> **Data provided**:

________________

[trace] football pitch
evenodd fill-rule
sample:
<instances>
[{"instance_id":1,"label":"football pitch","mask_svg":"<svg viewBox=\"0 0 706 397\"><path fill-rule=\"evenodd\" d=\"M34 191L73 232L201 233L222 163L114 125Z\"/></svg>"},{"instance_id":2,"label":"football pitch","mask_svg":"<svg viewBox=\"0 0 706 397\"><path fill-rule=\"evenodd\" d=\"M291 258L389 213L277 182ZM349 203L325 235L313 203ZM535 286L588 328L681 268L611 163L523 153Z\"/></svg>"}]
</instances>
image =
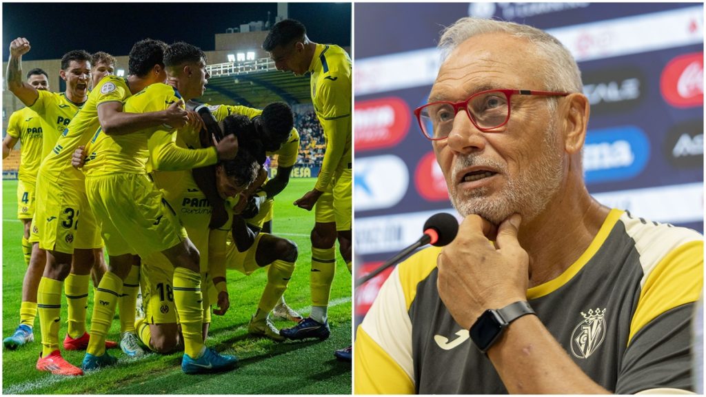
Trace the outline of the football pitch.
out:
<instances>
[{"instance_id":1,"label":"football pitch","mask_svg":"<svg viewBox=\"0 0 706 397\"><path fill-rule=\"evenodd\" d=\"M291 179L275 200L273 231L299 246L299 259L285 297L289 307L305 316L309 312L311 244L309 232L313 213L292 203L311 189L315 179ZM19 324L22 280L25 265L20 240L22 223L16 219L17 181L3 181L2 330L9 336ZM333 351L351 344L351 276L337 253L336 274L331 289L328 321L331 336L324 341L277 343L253 338L247 333L267 279L265 270L250 276L228 271L230 309L224 316L213 316L207 345L240 359L233 371L215 374L186 375L180 362L182 353L148 354L128 358L119 349L110 352L119 358L117 365L89 372L83 377L63 377L35 369L40 348L39 316L35 322L35 342L16 350L3 350L3 394L350 394L351 364L335 360ZM91 288L92 290L92 288ZM92 290L88 300L90 326ZM62 301L59 340L66 333L66 300ZM275 321L277 328L294 323ZM108 335L119 340L116 316ZM84 352L64 351L75 365Z\"/></svg>"}]
</instances>

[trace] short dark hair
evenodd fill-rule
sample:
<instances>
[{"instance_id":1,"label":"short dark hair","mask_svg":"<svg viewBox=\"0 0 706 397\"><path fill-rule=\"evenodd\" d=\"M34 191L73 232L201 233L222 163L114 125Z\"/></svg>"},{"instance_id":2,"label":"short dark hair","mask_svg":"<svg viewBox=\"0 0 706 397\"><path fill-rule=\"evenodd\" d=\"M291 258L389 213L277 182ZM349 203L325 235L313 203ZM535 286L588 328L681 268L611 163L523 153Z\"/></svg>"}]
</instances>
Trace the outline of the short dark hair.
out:
<instances>
[{"instance_id":1,"label":"short dark hair","mask_svg":"<svg viewBox=\"0 0 706 397\"><path fill-rule=\"evenodd\" d=\"M274 151L289 137L294 126L294 115L289 105L283 102L273 102L263 109L263 126L266 136L261 136L263 144L268 151Z\"/></svg>"},{"instance_id":2,"label":"short dark hair","mask_svg":"<svg viewBox=\"0 0 706 397\"><path fill-rule=\"evenodd\" d=\"M201 48L184 42L176 42L164 50L164 65L167 67L177 66L186 62L198 62L201 59L206 59L206 54Z\"/></svg>"},{"instance_id":3,"label":"short dark hair","mask_svg":"<svg viewBox=\"0 0 706 397\"><path fill-rule=\"evenodd\" d=\"M306 35L306 28L303 23L296 19L285 19L275 23L270 30L263 42L263 49L270 52L277 46L302 40Z\"/></svg>"},{"instance_id":4,"label":"short dark hair","mask_svg":"<svg viewBox=\"0 0 706 397\"><path fill-rule=\"evenodd\" d=\"M47 74L47 72L44 71L44 69L40 68L35 68L33 69L30 69L30 71L27 72L27 78L29 79L30 76L32 76L35 74L43 74L45 76L47 76L47 79L49 78L49 75Z\"/></svg>"},{"instance_id":5,"label":"short dark hair","mask_svg":"<svg viewBox=\"0 0 706 397\"><path fill-rule=\"evenodd\" d=\"M244 130L251 129L247 127L252 124L252 121L246 116L242 114L232 114L223 119L223 136L235 135L236 136L245 137L248 134L243 132ZM238 141L239 144L241 140ZM233 160L223 161L221 165L225 174L229 177L234 177L236 181L241 185L249 185L253 183L257 177L258 170L260 169L260 164L251 150L257 150L256 146L245 144L239 146L238 154Z\"/></svg>"},{"instance_id":6,"label":"short dark hair","mask_svg":"<svg viewBox=\"0 0 706 397\"><path fill-rule=\"evenodd\" d=\"M98 64L108 64L109 65L116 65L115 57L113 57L107 52L103 52L102 51L99 51L93 55L91 56L90 65L91 67L95 67Z\"/></svg>"},{"instance_id":7,"label":"short dark hair","mask_svg":"<svg viewBox=\"0 0 706 397\"><path fill-rule=\"evenodd\" d=\"M83 49L69 51L64 54L64 57L61 57L61 70L65 71L68 69L68 65L71 63L71 61L78 61L79 62L85 61L90 62L92 58L92 56L90 54Z\"/></svg>"},{"instance_id":8,"label":"short dark hair","mask_svg":"<svg viewBox=\"0 0 706 397\"><path fill-rule=\"evenodd\" d=\"M164 67L164 52L167 43L161 40L145 39L133 45L128 55L128 73L143 77L155 67L160 65Z\"/></svg>"}]
</instances>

________________

> **Short task**: Set the data above down again exactly as given, with no pictures.

> **Task solution**:
[trace] football pitch
evenodd fill-rule
sample:
<instances>
[{"instance_id":1,"label":"football pitch","mask_svg":"<svg viewBox=\"0 0 706 397\"><path fill-rule=\"evenodd\" d=\"M34 191L73 232L201 233L222 163L114 125Z\"/></svg>"},{"instance_id":2,"label":"football pitch","mask_svg":"<svg viewBox=\"0 0 706 397\"><path fill-rule=\"evenodd\" d=\"M291 258L389 213L277 182ZM349 203L325 235L313 203ZM535 286L588 328L681 268L611 163L523 153Z\"/></svg>"}]
</instances>
image =
Trace the outline of the football pitch.
out:
<instances>
[{"instance_id":1,"label":"football pitch","mask_svg":"<svg viewBox=\"0 0 706 397\"><path fill-rule=\"evenodd\" d=\"M291 179L275 200L273 231L299 246L299 259L285 297L289 307L305 316L309 312L311 244L309 232L313 213L292 203L311 189L315 179ZM19 324L22 280L25 265L20 240L22 223L16 219L17 181L3 181L2 330L9 336ZM333 351L351 344L351 276L337 253L336 274L331 289L328 321L331 336L324 341L277 343L253 338L247 333L267 279L265 270L250 276L228 271L230 309L224 316L213 316L207 345L240 359L233 371L215 374L186 375L180 362L182 353L148 354L128 358L119 349L110 352L119 358L117 365L89 372L83 377L63 377L35 369L40 348L39 316L35 322L35 342L16 350L3 350L3 394L350 394L351 364L335 360ZM91 288L92 290L92 288ZM92 290L88 300L90 326ZM62 301L59 340L66 333L66 300ZM275 321L277 328L294 323ZM108 335L119 340L116 316ZM84 352L64 351L75 365Z\"/></svg>"}]
</instances>

[trace] short dark hair
evenodd fill-rule
sample:
<instances>
[{"instance_id":1,"label":"short dark hair","mask_svg":"<svg viewBox=\"0 0 706 397\"><path fill-rule=\"evenodd\" d=\"M34 191L73 232L201 233L222 163L114 125Z\"/></svg>"},{"instance_id":2,"label":"short dark hair","mask_svg":"<svg viewBox=\"0 0 706 397\"><path fill-rule=\"evenodd\" d=\"M291 258L389 213L277 182ZM349 203L325 235L313 203ZM535 286L588 328L681 268L611 163L523 153Z\"/></svg>"}]
</instances>
Trace the outline of the short dark hair.
out:
<instances>
[{"instance_id":1,"label":"short dark hair","mask_svg":"<svg viewBox=\"0 0 706 397\"><path fill-rule=\"evenodd\" d=\"M274 151L289 137L294 126L294 115L289 105L283 102L273 102L263 109L263 126L266 136L261 136L263 144L268 151Z\"/></svg>"},{"instance_id":2,"label":"short dark hair","mask_svg":"<svg viewBox=\"0 0 706 397\"><path fill-rule=\"evenodd\" d=\"M201 48L184 42L176 42L164 50L164 65L167 67L177 66L186 62L198 62L201 59L206 59L206 54Z\"/></svg>"},{"instance_id":3,"label":"short dark hair","mask_svg":"<svg viewBox=\"0 0 706 397\"><path fill-rule=\"evenodd\" d=\"M306 35L306 28L303 23L296 19L285 19L275 23L270 30L263 42L263 49L270 52L277 46L302 40Z\"/></svg>"},{"instance_id":4,"label":"short dark hair","mask_svg":"<svg viewBox=\"0 0 706 397\"><path fill-rule=\"evenodd\" d=\"M47 74L47 72L44 71L44 69L40 68L35 68L33 69L30 69L30 71L27 72L27 78L29 79L30 76L32 76L35 74L43 74L45 76L47 76L47 79L49 78L49 75Z\"/></svg>"},{"instance_id":5,"label":"short dark hair","mask_svg":"<svg viewBox=\"0 0 706 397\"><path fill-rule=\"evenodd\" d=\"M244 130L251 129L247 127L252 124L252 121L246 116L242 114L232 114L223 119L223 136L235 135L236 136L245 137L248 134L243 132ZM238 141L239 144L241 140ZM233 160L223 161L221 165L225 174L229 177L234 177L236 181L241 185L249 185L253 183L257 177L258 170L260 169L260 164L251 150L257 150L256 146L245 144L239 146L238 154Z\"/></svg>"},{"instance_id":6,"label":"short dark hair","mask_svg":"<svg viewBox=\"0 0 706 397\"><path fill-rule=\"evenodd\" d=\"M98 64L108 64L109 65L116 65L115 57L113 57L107 52L103 52L102 51L99 51L93 55L91 56L90 65L91 67L95 67Z\"/></svg>"},{"instance_id":7,"label":"short dark hair","mask_svg":"<svg viewBox=\"0 0 706 397\"><path fill-rule=\"evenodd\" d=\"M83 49L69 51L64 54L64 57L61 57L61 70L65 71L68 69L68 65L71 63L71 61L78 61L79 62L85 61L90 62L92 58L92 56L90 54Z\"/></svg>"},{"instance_id":8,"label":"short dark hair","mask_svg":"<svg viewBox=\"0 0 706 397\"><path fill-rule=\"evenodd\" d=\"M164 67L164 52L167 43L161 40L145 39L133 45L128 55L128 73L143 77L155 67L160 65Z\"/></svg>"}]
</instances>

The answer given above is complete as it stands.